Problem to solve: From first line to last, copy the listing exactly and omit its pictures.

Data for this exercise:
<<<<

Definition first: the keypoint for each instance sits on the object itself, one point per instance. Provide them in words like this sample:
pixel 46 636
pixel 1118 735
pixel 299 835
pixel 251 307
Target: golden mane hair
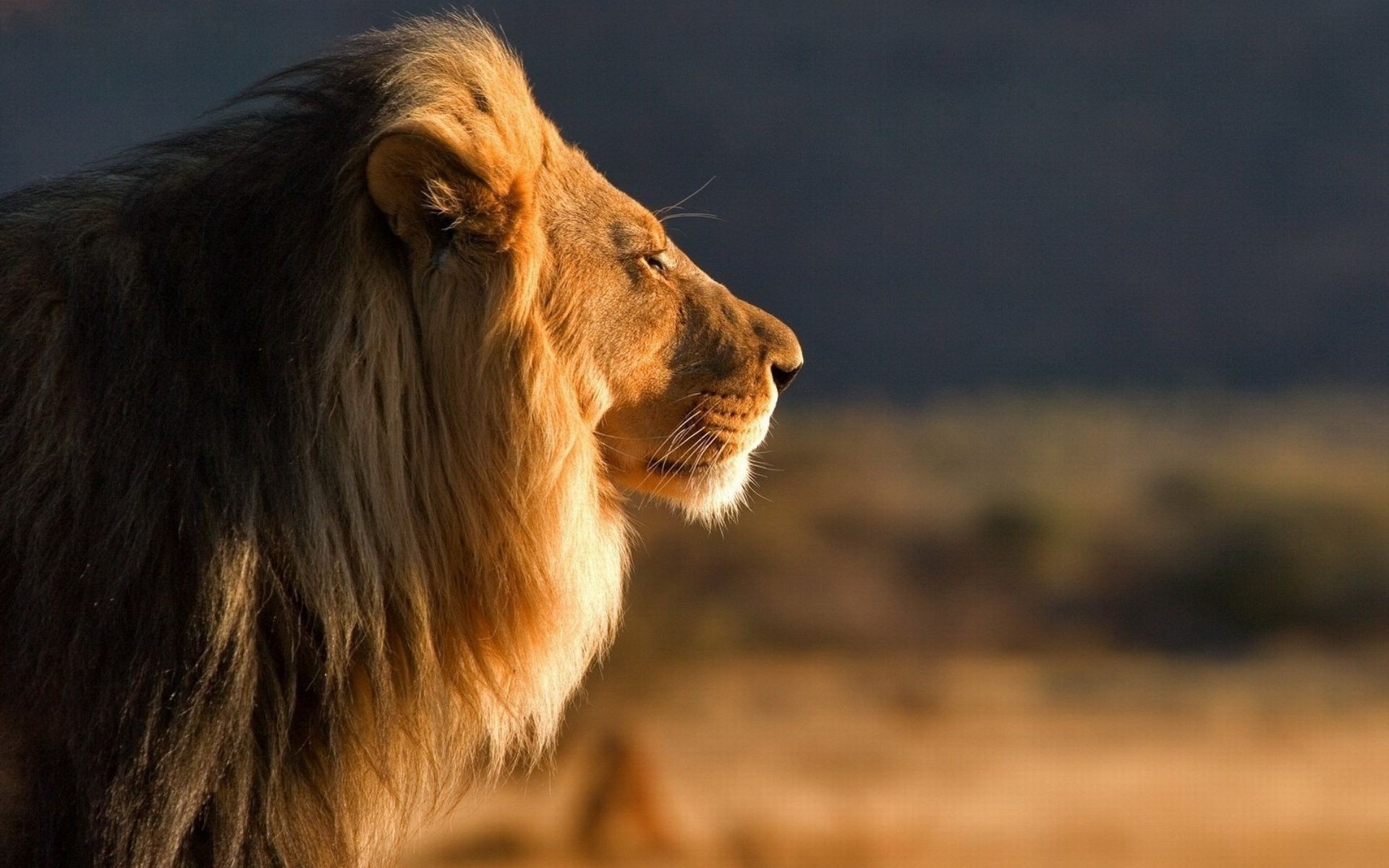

>>>>

Result below:
Definition first: the keypoint for each instance sits on the object itself, one point per instance. Provide them in words like this sample:
pixel 46 636
pixel 1118 735
pixel 299 835
pixel 251 307
Target: golden mane hair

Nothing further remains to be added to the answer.